Requirements -
Reproduce the listing from the line with "If you could pick out the blue" up to and including the line with "If you could pick out the distant", and replace every occurrence of "chimney" with "smokestack". Change nothing else in those lines.

Given data -
■ ■ ■

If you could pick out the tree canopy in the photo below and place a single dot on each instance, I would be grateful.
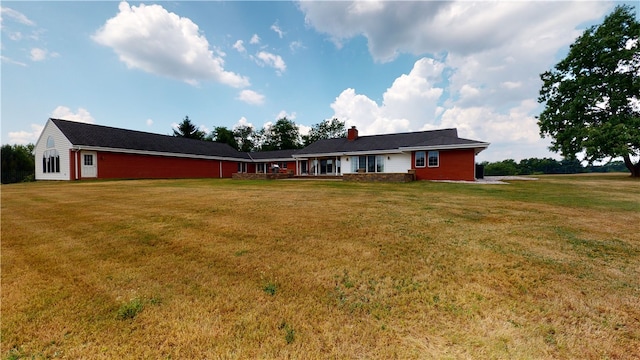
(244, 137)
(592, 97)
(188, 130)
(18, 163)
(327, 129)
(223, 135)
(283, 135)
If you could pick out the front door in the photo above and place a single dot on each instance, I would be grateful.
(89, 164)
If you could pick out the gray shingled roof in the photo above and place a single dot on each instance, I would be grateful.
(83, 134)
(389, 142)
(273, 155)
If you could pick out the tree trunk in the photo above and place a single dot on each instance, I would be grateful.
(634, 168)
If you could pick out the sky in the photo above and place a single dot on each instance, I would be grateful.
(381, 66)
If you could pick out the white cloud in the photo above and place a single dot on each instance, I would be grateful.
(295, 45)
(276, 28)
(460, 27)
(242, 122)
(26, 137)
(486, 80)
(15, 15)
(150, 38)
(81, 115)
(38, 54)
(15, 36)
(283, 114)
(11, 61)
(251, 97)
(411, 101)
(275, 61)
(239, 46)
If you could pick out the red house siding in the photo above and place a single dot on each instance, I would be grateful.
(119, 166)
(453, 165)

■ ■ ■

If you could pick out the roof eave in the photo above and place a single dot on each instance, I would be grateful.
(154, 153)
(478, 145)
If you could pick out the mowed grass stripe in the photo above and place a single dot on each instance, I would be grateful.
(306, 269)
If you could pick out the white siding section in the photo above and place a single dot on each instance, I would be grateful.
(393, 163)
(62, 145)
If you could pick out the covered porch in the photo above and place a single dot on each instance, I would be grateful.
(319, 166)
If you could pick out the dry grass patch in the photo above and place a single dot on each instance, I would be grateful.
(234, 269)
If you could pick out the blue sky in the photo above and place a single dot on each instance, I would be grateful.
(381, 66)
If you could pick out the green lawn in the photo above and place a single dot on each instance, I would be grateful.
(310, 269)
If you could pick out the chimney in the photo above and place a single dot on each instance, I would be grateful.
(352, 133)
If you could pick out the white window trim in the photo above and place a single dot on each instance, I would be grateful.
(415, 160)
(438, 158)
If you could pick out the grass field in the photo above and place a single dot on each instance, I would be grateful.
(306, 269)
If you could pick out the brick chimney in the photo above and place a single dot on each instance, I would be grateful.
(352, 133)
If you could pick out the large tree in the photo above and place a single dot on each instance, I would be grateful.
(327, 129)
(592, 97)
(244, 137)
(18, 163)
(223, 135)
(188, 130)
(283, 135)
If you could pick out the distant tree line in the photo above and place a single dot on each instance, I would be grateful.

■ ■ ■

Result -
If you could pick out the blue sky in the photo above and place a single dot on each instance, I would be grateful.
(381, 66)
If you could pick out the green lawn in the photo above and place a single dot on each instance, I would be grateful.
(310, 269)
If you could pick out the smokestack in the photo above and place a single dot on each instance, I would be grateful.
(352, 133)
If you could pick out the white window trim in the photo above and place a single dot on each instance, I would be grateful.
(415, 160)
(438, 158)
If you could pick out the grass field in the photo above and place a single dot on each instance, I would be grateful.
(306, 269)
If you could pick out the brick smokestack in the photo above and place a single dot on each instance, I would be grateful.
(352, 133)
If you could pick out the large tree in the photo above and place a single dot on each instance, I would be grateful.
(327, 129)
(592, 97)
(244, 137)
(18, 163)
(223, 135)
(188, 130)
(283, 135)
If you could pick out the distant tree line in the photo above and place a single dot on each instance, I would be grateful.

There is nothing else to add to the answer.